WHAT TO DO:
- a) Convert the listing, from the line containing "of the forested" through the end of the listing, into a Markdown table with the columns Row and Listing line, skipping blank lines and leaving out the pictures.
- b) Carry on the ham radio post from the point where it stops.

SUPPLIED TEXT:
■ ■ ■
I'm off this morning to the Springfield
hamfest, no display this time their too damn cheep to supply the
tables so
screw um. It's the closest hamfest I have to attend(at 65 miles)
so should be
back by early Saturday afternoon dependant on the money I'm left
with. Get your
additions in for the "Paper Trail" by tonight, and for the
"Group Wants/Trades" by Saturday night. If you too are attending
some
special event this weekend, keep an eye on who & what showed
up, how much
things were priced at, and whether or not things sold(actually you
should be
dragging home everything possible).
Dennis
***********************************************
CIVILIAN NVIS
USE; From Jay Coote
Dennis and the
Group:
No military NVIS
experiences to share, only civilian
ones. For several years
in a row, my department was a participant in the annual
"Baker To
Vegas" 120 mile run. This is a lot
of law enforcement folks from
all over North
America who compete in a relay race. My
role as commo dude for
my agency was to
provide reliable, cheap (ham volunteer) comm between the race
follow van, "Command Post" in a Vegas hotel and
back home to our station.
The path between
CP and van was 1-120 miles. The path
from CP to police
station was about
240 miles.
■ ■ ■
Pointing dataset excerpts:

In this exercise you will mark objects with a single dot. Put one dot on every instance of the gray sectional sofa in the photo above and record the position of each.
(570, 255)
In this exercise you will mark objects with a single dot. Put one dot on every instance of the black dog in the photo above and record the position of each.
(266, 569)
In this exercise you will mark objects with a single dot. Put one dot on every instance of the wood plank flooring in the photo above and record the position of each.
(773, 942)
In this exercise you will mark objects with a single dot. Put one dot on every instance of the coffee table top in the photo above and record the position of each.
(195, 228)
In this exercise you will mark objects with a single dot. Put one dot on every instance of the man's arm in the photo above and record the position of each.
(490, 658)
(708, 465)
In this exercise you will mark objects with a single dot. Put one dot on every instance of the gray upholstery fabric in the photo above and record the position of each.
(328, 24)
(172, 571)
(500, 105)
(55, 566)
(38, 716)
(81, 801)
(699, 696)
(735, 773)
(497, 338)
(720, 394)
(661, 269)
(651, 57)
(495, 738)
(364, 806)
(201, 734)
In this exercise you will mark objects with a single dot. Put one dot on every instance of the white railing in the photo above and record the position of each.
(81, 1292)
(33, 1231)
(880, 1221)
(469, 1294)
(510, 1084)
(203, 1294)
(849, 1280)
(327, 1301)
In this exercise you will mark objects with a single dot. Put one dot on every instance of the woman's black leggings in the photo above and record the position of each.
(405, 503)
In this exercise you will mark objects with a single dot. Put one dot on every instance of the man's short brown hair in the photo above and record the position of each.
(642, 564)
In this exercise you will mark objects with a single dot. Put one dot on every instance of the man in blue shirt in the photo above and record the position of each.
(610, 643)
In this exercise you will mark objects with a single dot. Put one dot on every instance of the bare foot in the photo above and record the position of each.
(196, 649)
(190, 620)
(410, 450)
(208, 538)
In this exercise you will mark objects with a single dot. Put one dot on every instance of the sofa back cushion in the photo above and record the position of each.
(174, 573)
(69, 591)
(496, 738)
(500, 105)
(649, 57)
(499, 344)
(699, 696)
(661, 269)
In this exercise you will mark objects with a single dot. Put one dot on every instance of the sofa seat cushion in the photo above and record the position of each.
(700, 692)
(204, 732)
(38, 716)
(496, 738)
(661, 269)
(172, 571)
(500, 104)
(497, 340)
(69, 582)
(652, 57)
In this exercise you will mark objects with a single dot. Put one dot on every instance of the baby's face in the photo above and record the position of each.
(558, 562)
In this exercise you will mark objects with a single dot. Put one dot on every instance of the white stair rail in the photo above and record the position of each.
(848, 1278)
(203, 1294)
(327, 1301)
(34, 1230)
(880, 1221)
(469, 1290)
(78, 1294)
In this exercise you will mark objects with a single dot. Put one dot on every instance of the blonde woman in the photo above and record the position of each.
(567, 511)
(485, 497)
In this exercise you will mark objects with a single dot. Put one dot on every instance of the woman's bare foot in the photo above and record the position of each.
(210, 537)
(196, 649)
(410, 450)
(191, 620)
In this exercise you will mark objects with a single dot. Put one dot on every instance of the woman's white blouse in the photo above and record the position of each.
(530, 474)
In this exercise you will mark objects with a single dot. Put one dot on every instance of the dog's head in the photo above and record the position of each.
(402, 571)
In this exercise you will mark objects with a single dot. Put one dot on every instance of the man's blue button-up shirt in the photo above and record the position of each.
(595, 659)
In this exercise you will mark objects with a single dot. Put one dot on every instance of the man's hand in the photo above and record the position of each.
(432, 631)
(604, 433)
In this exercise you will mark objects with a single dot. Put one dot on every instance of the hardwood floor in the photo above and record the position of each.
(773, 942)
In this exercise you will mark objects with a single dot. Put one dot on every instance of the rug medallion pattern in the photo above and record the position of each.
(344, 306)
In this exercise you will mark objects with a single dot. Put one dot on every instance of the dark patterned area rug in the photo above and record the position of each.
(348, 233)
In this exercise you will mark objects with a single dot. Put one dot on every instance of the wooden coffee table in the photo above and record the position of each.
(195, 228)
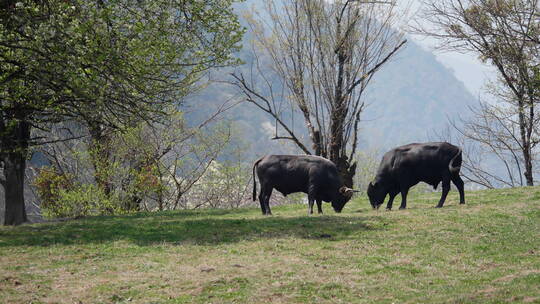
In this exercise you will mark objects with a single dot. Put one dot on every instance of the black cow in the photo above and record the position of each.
(314, 175)
(405, 166)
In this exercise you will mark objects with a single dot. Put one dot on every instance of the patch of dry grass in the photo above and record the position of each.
(486, 251)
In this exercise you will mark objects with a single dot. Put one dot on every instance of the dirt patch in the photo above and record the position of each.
(511, 277)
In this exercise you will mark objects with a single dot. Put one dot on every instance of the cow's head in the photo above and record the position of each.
(376, 194)
(342, 198)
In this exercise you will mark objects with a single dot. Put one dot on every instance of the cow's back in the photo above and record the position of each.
(294, 173)
(426, 162)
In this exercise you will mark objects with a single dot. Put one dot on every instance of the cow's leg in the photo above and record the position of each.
(311, 198)
(391, 200)
(264, 198)
(267, 202)
(262, 195)
(446, 188)
(319, 206)
(404, 192)
(456, 179)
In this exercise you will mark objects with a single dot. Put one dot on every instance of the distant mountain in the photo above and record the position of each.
(410, 98)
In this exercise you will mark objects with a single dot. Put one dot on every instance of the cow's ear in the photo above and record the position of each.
(346, 191)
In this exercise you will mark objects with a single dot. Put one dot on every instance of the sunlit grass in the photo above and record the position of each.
(486, 251)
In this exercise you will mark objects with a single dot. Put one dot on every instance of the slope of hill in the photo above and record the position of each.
(486, 251)
(410, 99)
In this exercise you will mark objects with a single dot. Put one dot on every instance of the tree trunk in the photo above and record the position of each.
(528, 167)
(14, 140)
(99, 151)
(14, 167)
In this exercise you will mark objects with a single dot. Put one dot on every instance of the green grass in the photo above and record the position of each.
(486, 251)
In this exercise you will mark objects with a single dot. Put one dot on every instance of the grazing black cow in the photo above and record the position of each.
(314, 175)
(405, 166)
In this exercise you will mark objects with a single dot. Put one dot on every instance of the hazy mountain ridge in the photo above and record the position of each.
(410, 98)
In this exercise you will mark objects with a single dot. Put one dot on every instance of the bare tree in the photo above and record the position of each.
(506, 34)
(324, 54)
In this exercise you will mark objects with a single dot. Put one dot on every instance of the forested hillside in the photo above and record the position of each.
(409, 99)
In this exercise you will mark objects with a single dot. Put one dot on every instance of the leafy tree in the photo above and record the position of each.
(107, 63)
(325, 54)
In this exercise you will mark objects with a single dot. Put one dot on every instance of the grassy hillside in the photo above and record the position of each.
(484, 252)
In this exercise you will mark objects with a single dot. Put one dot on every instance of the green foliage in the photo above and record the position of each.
(62, 196)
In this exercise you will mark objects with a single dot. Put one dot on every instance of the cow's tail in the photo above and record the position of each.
(254, 181)
(455, 163)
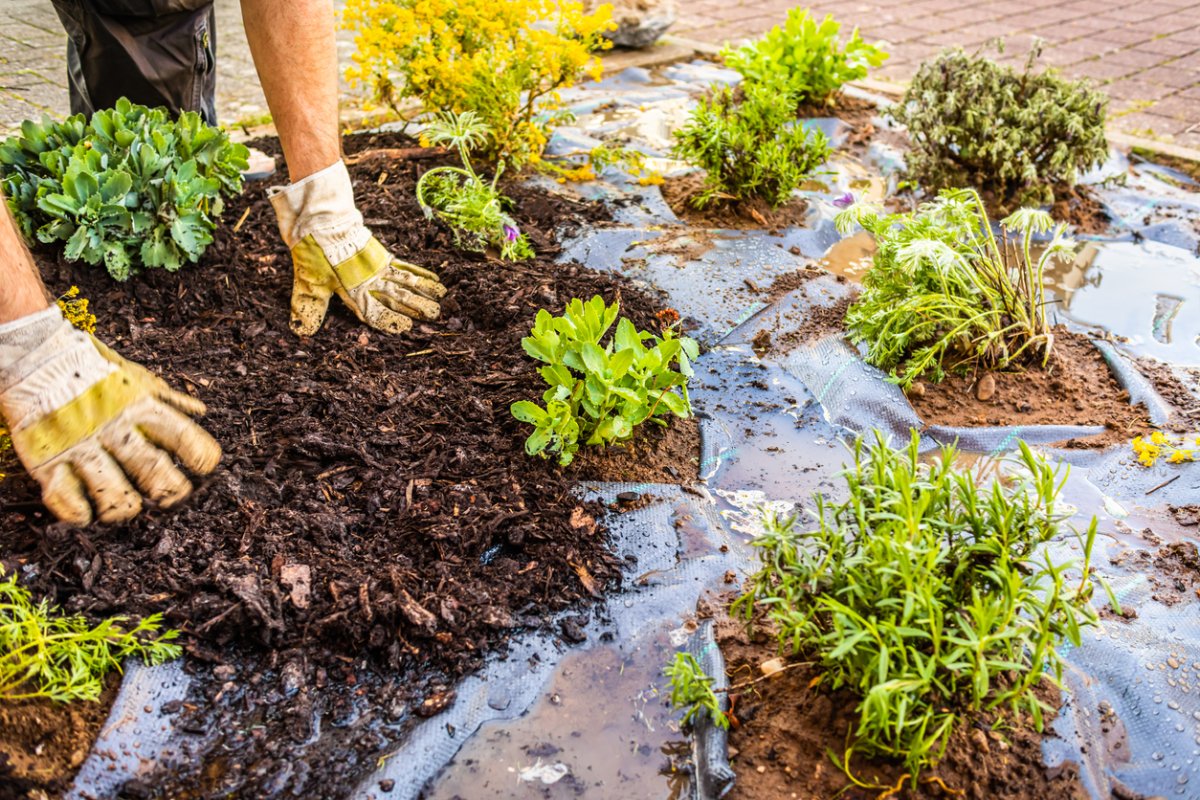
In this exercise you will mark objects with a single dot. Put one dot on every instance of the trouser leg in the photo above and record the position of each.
(154, 52)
■ ■ ■
TASK RESULTS:
- a)
| Row | Listing line |
|---|---|
| 1 | In this exercise you will mark objects with a single dot. Put one dot on every instance of the forested hillside in the photo above and record the position of each. |
| 2 | (409, 99) |
| 3 | In this exercise you will mark objects with a single dot. Put one dot on every instance of the leafy tree in the photo above and record the position of each. |
| 4 | (107, 63) |
| 5 | (325, 54) |
| 6 | In this exercise you will mark objects with a single dot. Put one dot on every instance of the grassy hillside in the photo above and record the position of each. |
| 7 | (484, 252) |
| 8 | In this exercise you will mark objects with a single dot. Put one dot on every instance of the green foliage in the photo above and record the position of each. |
| 9 | (62, 196) |
| 10 | In this exercise you will mark objects with a single dot. Put one dot on every instance of the cow's tail in the photo above and record the position of each. |
| 11 | (254, 181) |
| 12 | (455, 163) |
| 13 | In this exercise you will mark objects with a single dot. Put one dot on every instance of the trouser leg in the photo above and record the position of each. |
| 14 | (154, 52) |

- b)
The van over the
years has used two ASP ballmounts, tilted at 45 degrees. An
"A/B"
coax switch allowed the van op to switch between any two HF whips
(2-4
or 4-7 MHz)
without having to stop and fumble. The
antennas were Hustler KW-
whips or
Mobile-Mark custom HF whips for 1.95 or 3.9 MHz. The police
station
antenna then was
a B&W AC1.8-30, a kind of inverted vee with a termination on
the East end and
coax balun on the West end- the AC 1.8-30 is touted as a good
NVIS antenna in
2-8 or 2-10 MHz and is a cousin of the B&W terminated dipoles
sometimes seen in
military service. The CP antenna was
100 feet of thin,
gray wire hanging
from the 14th floor balcony by way of a twelve foot
telescoping mast
to keep the antenna away from the building and from being
grabbed. This may not have been an NVIS antenna per-se
but I was hoping the
vertical drop and
proximity to the building would distort it's pattern and
give us some
high-angle. The antenna was fed by an
Icom AH-2 auto tuner (AKA
coupler) and
would load an any freq or band.
Results-
Between the 2, 4
and 7 MHz Amateur bands we were able to communicate most of
the time using
100-watters. When conditions got hairy,
a National Guard ham in the van) and
I were able to pass traffic with CW on 2 and 4 MHz. I'm
afraid to say our
only military equipment was my ANG friend's leg key.
The
race is held on
weekends so our net skills were put to the test against rude
contesters and
inebriates on 4 MHz. In following years
we did better by
loading channels
into all our radio memories and by calling our frequency
changes according
to code or channel number, so the jammers would not find us
as easily. These primary HF communications were
augmented by packet radio
(node hopping)
between Vegas and the police station and by a
UHF police
repeater on the
balcony of our building, covering some of Vegas and the last
leg of the race
course.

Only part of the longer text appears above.